**** DATA FOR ANALYSIS ****

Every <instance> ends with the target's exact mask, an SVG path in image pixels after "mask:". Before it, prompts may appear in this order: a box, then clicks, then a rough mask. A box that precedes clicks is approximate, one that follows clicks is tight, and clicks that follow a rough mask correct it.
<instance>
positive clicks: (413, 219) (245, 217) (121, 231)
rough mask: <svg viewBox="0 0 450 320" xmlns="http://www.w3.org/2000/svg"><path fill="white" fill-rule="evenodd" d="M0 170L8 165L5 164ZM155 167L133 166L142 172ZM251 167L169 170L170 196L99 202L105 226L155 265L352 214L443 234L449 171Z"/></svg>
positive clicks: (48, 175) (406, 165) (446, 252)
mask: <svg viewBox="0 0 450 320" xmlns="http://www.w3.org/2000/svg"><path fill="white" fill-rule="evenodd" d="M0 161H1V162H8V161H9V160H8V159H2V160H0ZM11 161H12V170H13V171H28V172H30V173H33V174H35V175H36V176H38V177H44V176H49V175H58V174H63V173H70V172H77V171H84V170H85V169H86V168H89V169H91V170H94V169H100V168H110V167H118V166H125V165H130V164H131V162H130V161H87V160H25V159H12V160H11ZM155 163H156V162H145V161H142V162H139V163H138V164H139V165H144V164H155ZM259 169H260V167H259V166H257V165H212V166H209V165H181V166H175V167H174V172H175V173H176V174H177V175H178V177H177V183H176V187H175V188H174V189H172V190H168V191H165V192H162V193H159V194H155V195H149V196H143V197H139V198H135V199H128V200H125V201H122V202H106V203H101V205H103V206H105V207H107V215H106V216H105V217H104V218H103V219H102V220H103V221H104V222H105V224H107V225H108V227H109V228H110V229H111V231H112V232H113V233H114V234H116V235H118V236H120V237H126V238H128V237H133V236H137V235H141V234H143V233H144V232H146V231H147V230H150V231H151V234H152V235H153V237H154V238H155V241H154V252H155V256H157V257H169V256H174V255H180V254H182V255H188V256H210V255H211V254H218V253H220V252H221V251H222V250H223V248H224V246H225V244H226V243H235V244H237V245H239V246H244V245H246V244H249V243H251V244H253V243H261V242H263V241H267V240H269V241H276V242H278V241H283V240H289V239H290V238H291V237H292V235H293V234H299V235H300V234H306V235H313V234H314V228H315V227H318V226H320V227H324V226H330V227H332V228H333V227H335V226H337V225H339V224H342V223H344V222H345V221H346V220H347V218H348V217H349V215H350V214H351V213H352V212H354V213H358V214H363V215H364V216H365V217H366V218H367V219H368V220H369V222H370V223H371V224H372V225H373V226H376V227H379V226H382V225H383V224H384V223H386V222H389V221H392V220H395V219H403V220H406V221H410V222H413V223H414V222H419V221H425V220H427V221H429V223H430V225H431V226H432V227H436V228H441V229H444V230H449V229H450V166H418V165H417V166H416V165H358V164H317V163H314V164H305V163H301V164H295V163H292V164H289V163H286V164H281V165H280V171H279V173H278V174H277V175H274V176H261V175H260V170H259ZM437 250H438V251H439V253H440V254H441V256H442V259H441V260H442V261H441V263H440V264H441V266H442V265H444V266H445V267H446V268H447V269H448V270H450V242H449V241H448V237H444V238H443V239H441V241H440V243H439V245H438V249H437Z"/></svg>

****

__DIRECTIONS FOR THIS TASK__
Reproduce all of the data above verbatim, line for line, with nothing altered.

__RESULT FOR THIS TASK__
Every <instance> ends with the target's exact mask, an SVG path in image pixels after "mask:". Before it, prompts may appear in this order: a box, then clicks, then a rough mask. A box that precedes clicks is approximate, one that follows clicks is tight, and clicks that follow a rough mask correct it.
<instance>
positive clicks: (413, 219) (245, 217) (121, 231)
rough mask: <svg viewBox="0 0 450 320" xmlns="http://www.w3.org/2000/svg"><path fill="white" fill-rule="evenodd" d="M0 170L8 165L5 164ZM155 167L133 166L142 172ZM251 167L169 170L170 196L99 202L105 226L155 265L352 214L443 234L449 171Z"/></svg>
positive clicks: (48, 175) (406, 165) (446, 252)
mask: <svg viewBox="0 0 450 320" xmlns="http://www.w3.org/2000/svg"><path fill="white" fill-rule="evenodd" d="M0 161H1V162H8V161H9V160H8V159H2V160H0ZM11 161H12V170H13V171H28V172H30V173H33V174H35V175H36V176H38V177H44V176H49V175H58V174H63V173H70V172H77V171H84V170H85V169H86V168H89V169H91V170H94V169H100V168H110V167H118V166H125V165H130V164H131V162H130V161H87V160H25V159H12V160H11ZM155 163H156V162H145V161H142V162H139V163H138V164H139V165H144V164H155ZM259 169H260V167H259V166H257V165H212V166H209V165H181V166H175V167H174V172H175V173H176V174H177V175H178V177H177V183H176V187H175V188H174V189H172V190H168V191H165V192H162V193H159V194H155V195H149V196H143V197H139V198H135V199H128V200H125V201H122V202H106V203H101V205H103V206H105V207H107V215H106V216H105V217H104V218H103V219H102V220H103V221H104V222H105V224H107V225H108V227H109V228H110V229H111V231H112V232H113V233H114V234H116V235H118V236H120V237H126V238H128V237H133V236H137V235H141V234H143V233H144V232H146V231H147V230H150V231H151V234H152V235H153V237H154V238H155V241H154V252H155V256H157V257H169V256H174V255H180V254H182V255H188V256H210V255H211V254H218V253H220V252H221V251H222V250H223V248H224V246H225V244H226V243H235V244H237V245H239V246H244V245H246V244H249V243H251V244H253V243H261V242H263V241H267V240H269V241H276V242H278V241H283V240H289V239H290V238H291V237H292V235H293V234H299V235H300V234H306V235H313V234H314V228H315V227H318V226H320V227H324V226H330V227H332V228H333V227H335V226H337V225H339V224H342V223H344V222H345V221H346V220H347V218H348V217H349V215H350V214H351V213H352V212H354V213H358V214H363V215H364V216H365V217H366V218H367V219H368V220H369V222H370V223H371V224H372V225H373V226H376V227H379V226H382V225H383V224H384V223H386V222H389V221H392V220H395V219H403V220H406V221H410V222H413V223H414V222H419V221H425V220H427V221H429V223H430V225H431V226H432V227H436V228H441V229H444V230H449V229H450V166H418V165H417V166H416V165H358V164H317V163H314V164H305V163H301V164H295V163H292V164H289V163H286V164H281V165H280V171H279V173H278V174H277V175H274V176H261V175H260V170H259ZM437 250H438V251H439V253H440V254H441V256H442V259H441V260H442V261H441V263H440V264H441V266H442V265H444V266H445V267H446V268H447V269H448V270H450V242H449V241H448V237H444V238H443V239H441V241H440V243H439V245H438V249H437Z"/></svg>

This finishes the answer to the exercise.